Excerpted passage:
'''

# Firemouth Cichlid



## Xenon (Nov 15, 2002)

Ok I have a Firemouth Cichlid in with 2 Jewel Cichlids and 2 convicts. They are all very small, the biggest firemouth cant be more than 2 inches. Anyways, when I feed them, the green nattereri that is in the tank with them takes his food, then when he is done, I usually throw in some more brine shrimp and stuff for the cichlids. This one firemouth constantly is flaring out his gills and the other cichlids and completely herds them in a corner while he gets his fill..... I thought this was really cool, he flares his gills as a sign of aggression. It was really neat!


----------



## piranha45 (Apr 8, 2003)

'tis the trademark of a firemouth to do that. I'm surprised its working on the convicts though; I would have expected them to run the tank. The firemouth's gill flaring is, nonetheless, all bark and no bite. But very cool, yes


----------



## Xenon (Nov 15, 2002)

He was mainly doing it to the biggest jewel cichlid...roughly 2 inches....It was badass to say the least!


----------



## Judazzz (Jan 13, 2003)

I had a little male kribensis cichlid with my reds a while ago, and he was a little psycho as well. Each time one of the reds came close, he just threatened them, and sometimes he even made a blind dash at them to keep them at distance.
It became even worse when I bought him a female, which got his hormones runnig overtime over more... But one day he had just disappeared - I guess my reds had enough of his psychotic behaviour...







But I miss that little guy - he truely needed a wheel carriage to carry his balls around...


----------



## Innes (Jan 13, 2003)

I love firemouthes - it kind of reminds me of bettas when they get mad









pleased to hear you like your cichlids


----------



## Xenon (Nov 15, 2002)

I am beginning to catch a fever.....


----------



## Death in #'s (Apr 29, 2003)

> This one firemouth constantly is flaring out his gills and the other cichlids and completely herds them in a corner while he gets his fill


that would make a non piranha pic of the week


----------



## mdemers883 (Jan 9, 2003)

I knew as soon as you got your first cichlids you would get hooked mike








walter thinks they are cool too









Mark


----------

'''

Work task:
Answer these questions from the firemouth cichlid thread:
(a) How big does the first post say the biggest firemouth can be at most?
(b) Which fish did piranha45 expect to run the tank?
(c) What kind of fish does Innes say firemouths are reminiscent of when they get mad?
Rely solely on the firemouth cichlid thread for answers.

(Stored data)

'''

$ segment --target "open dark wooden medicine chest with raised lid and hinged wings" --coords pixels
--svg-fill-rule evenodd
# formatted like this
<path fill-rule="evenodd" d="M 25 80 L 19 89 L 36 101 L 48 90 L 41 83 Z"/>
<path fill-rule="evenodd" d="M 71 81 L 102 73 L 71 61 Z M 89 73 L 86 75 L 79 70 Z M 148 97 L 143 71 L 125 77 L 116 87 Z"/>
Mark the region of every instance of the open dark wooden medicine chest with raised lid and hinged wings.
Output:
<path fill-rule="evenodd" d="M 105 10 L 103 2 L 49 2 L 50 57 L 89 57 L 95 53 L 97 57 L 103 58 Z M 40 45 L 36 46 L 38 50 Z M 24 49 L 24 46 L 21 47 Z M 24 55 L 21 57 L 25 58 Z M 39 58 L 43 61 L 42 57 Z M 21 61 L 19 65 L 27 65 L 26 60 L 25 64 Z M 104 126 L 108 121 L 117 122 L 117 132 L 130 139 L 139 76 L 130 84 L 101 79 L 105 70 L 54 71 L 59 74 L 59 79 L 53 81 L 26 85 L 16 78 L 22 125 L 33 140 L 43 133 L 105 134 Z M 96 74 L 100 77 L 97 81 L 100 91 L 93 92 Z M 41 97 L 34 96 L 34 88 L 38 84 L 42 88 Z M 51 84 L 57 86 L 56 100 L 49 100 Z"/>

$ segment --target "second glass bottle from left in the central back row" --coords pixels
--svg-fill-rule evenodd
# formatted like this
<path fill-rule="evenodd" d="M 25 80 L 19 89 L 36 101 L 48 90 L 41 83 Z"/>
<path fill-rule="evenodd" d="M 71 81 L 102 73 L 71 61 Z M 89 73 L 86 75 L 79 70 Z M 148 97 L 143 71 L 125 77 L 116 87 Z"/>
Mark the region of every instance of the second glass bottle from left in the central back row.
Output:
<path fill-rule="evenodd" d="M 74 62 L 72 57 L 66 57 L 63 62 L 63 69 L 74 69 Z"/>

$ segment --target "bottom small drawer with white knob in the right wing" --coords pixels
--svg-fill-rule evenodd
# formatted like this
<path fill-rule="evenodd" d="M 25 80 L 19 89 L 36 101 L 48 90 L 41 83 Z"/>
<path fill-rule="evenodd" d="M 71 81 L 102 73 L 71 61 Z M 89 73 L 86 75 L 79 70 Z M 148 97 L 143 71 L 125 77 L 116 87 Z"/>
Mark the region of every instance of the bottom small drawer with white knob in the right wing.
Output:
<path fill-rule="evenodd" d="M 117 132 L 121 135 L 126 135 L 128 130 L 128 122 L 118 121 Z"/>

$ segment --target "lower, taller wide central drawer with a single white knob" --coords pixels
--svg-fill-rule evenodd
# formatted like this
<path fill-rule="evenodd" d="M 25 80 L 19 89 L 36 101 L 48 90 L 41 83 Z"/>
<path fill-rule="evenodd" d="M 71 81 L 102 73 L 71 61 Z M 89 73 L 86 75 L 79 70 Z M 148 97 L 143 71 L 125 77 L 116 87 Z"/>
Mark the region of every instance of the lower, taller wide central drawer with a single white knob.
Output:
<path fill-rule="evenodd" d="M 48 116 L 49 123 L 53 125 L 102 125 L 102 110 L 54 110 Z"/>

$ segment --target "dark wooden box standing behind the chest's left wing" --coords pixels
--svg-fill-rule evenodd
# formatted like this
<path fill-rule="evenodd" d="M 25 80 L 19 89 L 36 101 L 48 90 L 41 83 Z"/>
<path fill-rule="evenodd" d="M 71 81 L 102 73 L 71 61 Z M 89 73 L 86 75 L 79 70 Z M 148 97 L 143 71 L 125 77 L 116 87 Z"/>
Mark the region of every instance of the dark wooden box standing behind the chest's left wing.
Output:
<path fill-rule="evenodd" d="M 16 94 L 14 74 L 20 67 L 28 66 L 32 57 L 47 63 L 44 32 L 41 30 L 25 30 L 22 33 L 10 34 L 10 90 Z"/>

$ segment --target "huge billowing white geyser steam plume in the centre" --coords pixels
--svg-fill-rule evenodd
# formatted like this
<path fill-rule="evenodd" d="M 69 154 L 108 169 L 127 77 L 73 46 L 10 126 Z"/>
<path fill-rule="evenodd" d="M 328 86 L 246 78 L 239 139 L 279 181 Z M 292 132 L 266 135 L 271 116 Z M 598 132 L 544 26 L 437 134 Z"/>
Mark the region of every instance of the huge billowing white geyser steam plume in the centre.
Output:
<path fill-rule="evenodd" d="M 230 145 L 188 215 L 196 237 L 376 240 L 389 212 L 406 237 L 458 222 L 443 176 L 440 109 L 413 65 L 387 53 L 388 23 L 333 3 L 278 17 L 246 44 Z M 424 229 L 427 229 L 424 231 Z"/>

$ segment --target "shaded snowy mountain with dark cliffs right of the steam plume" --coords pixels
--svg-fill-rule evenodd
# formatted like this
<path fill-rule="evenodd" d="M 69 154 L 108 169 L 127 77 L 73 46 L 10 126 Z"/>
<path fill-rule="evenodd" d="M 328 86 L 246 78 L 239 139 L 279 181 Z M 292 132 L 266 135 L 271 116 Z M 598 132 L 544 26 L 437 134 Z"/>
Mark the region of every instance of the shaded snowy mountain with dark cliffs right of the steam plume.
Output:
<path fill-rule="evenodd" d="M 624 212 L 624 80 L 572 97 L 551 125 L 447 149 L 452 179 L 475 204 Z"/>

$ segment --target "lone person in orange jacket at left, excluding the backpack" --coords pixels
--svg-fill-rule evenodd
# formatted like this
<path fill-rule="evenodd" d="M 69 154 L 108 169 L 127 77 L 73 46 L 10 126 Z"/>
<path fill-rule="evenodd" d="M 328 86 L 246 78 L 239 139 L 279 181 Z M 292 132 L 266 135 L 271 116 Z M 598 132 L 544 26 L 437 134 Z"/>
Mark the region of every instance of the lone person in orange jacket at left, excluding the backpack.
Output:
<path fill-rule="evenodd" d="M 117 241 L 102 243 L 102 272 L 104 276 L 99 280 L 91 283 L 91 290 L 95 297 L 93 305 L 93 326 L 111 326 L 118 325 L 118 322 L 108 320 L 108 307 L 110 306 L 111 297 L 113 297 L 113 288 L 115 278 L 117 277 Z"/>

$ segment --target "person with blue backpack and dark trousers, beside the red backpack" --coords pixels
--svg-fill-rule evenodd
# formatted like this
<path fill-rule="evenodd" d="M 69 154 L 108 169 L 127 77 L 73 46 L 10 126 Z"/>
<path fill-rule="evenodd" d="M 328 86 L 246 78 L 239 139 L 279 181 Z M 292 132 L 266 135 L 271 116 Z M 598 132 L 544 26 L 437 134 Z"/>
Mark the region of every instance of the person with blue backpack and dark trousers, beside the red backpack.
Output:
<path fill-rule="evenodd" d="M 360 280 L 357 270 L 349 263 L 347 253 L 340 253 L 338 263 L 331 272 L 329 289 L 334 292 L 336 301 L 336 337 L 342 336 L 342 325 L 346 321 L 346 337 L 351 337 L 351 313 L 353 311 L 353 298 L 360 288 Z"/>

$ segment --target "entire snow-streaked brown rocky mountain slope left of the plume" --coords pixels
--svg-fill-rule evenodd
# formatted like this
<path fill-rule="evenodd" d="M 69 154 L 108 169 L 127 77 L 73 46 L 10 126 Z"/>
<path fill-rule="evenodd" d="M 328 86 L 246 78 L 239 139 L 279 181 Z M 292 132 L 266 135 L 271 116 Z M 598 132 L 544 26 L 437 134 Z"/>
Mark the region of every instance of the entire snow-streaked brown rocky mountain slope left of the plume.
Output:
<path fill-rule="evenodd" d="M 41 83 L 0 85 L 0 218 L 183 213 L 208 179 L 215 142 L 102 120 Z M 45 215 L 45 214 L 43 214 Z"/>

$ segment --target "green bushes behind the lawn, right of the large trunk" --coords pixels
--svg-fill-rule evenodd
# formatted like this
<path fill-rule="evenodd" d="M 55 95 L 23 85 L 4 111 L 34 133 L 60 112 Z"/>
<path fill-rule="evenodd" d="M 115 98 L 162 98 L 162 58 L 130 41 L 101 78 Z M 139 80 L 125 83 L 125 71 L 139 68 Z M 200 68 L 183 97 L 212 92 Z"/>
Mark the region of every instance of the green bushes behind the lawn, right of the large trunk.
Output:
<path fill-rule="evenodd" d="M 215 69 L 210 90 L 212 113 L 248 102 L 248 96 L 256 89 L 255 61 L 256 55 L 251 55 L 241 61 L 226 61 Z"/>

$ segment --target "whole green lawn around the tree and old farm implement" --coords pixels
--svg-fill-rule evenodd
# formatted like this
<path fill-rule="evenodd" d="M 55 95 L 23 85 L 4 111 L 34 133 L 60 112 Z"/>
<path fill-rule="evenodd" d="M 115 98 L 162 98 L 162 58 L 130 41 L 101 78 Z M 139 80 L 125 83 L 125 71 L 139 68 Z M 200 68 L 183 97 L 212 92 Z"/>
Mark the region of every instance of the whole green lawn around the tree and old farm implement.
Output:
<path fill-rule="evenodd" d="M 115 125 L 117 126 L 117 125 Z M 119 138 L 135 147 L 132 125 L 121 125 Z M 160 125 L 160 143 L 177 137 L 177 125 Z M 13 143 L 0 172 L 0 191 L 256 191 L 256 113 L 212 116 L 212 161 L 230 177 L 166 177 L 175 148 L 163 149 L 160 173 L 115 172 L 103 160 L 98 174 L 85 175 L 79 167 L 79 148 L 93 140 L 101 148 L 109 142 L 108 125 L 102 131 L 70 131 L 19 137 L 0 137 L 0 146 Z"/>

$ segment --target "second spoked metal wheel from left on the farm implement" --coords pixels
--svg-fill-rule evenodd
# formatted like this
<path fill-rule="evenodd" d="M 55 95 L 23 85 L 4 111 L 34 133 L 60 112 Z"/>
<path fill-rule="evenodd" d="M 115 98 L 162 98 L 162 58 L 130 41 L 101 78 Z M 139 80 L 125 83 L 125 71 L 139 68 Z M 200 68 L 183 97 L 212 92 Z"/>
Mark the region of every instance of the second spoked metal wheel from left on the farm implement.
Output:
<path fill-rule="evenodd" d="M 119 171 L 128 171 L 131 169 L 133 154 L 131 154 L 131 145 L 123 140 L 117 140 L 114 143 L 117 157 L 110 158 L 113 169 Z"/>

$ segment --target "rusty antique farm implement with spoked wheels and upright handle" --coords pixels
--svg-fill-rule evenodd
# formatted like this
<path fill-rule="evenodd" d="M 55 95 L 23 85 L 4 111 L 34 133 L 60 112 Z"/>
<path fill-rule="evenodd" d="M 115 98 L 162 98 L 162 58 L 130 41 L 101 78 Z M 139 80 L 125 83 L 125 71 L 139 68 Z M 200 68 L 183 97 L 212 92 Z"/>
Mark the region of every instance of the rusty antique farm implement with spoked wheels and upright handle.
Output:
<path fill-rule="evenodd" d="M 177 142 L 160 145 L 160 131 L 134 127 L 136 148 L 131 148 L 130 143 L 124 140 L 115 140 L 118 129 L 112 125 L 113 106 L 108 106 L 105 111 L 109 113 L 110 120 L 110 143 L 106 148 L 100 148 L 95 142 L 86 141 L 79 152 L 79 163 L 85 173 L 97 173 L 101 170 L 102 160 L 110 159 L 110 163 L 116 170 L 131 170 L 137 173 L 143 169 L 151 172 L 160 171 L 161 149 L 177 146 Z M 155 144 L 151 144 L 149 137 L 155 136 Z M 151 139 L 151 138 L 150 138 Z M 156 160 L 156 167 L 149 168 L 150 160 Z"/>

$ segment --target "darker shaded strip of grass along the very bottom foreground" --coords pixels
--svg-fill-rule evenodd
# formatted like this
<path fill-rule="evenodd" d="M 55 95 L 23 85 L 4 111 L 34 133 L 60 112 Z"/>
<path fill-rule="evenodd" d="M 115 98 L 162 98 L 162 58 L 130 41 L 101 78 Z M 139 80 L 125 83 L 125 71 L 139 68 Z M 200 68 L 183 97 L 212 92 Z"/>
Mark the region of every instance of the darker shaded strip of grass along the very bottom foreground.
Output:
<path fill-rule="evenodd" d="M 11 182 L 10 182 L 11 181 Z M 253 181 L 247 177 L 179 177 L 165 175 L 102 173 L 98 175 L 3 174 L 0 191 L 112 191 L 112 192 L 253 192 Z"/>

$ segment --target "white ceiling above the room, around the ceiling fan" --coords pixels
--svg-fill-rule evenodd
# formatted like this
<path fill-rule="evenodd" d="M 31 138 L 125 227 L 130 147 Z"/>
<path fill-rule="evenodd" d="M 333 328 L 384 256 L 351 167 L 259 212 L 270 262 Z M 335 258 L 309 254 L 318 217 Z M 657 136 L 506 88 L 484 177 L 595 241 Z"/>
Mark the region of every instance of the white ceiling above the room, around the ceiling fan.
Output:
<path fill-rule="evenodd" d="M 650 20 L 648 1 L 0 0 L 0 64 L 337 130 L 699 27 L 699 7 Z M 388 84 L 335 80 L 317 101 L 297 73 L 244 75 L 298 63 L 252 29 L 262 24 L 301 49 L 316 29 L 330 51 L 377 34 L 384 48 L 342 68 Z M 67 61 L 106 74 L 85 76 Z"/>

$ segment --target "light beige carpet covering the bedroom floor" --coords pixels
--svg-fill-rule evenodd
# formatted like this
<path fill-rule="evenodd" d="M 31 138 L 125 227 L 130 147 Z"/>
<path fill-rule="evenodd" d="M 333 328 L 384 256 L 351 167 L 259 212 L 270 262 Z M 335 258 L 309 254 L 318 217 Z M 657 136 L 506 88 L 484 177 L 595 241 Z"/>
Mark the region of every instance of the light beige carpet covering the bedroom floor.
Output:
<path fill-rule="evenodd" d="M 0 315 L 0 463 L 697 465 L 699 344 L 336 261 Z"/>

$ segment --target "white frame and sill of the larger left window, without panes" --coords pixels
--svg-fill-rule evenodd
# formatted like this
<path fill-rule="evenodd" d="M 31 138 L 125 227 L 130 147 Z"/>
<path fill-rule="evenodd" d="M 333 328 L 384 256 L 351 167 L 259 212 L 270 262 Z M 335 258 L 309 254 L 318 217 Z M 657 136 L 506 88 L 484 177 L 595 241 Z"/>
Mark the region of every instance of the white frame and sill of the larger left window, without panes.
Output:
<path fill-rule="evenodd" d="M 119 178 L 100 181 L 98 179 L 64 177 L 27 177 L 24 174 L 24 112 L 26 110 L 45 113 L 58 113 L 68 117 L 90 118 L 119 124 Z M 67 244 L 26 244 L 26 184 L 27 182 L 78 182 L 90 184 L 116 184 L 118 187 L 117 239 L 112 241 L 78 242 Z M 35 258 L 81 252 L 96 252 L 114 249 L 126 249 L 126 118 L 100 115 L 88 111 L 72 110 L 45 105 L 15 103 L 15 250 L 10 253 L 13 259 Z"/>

'''

Solution for this exercise:
(a) No more than 2 inches.
(b) The convicts.
(c) Bettas.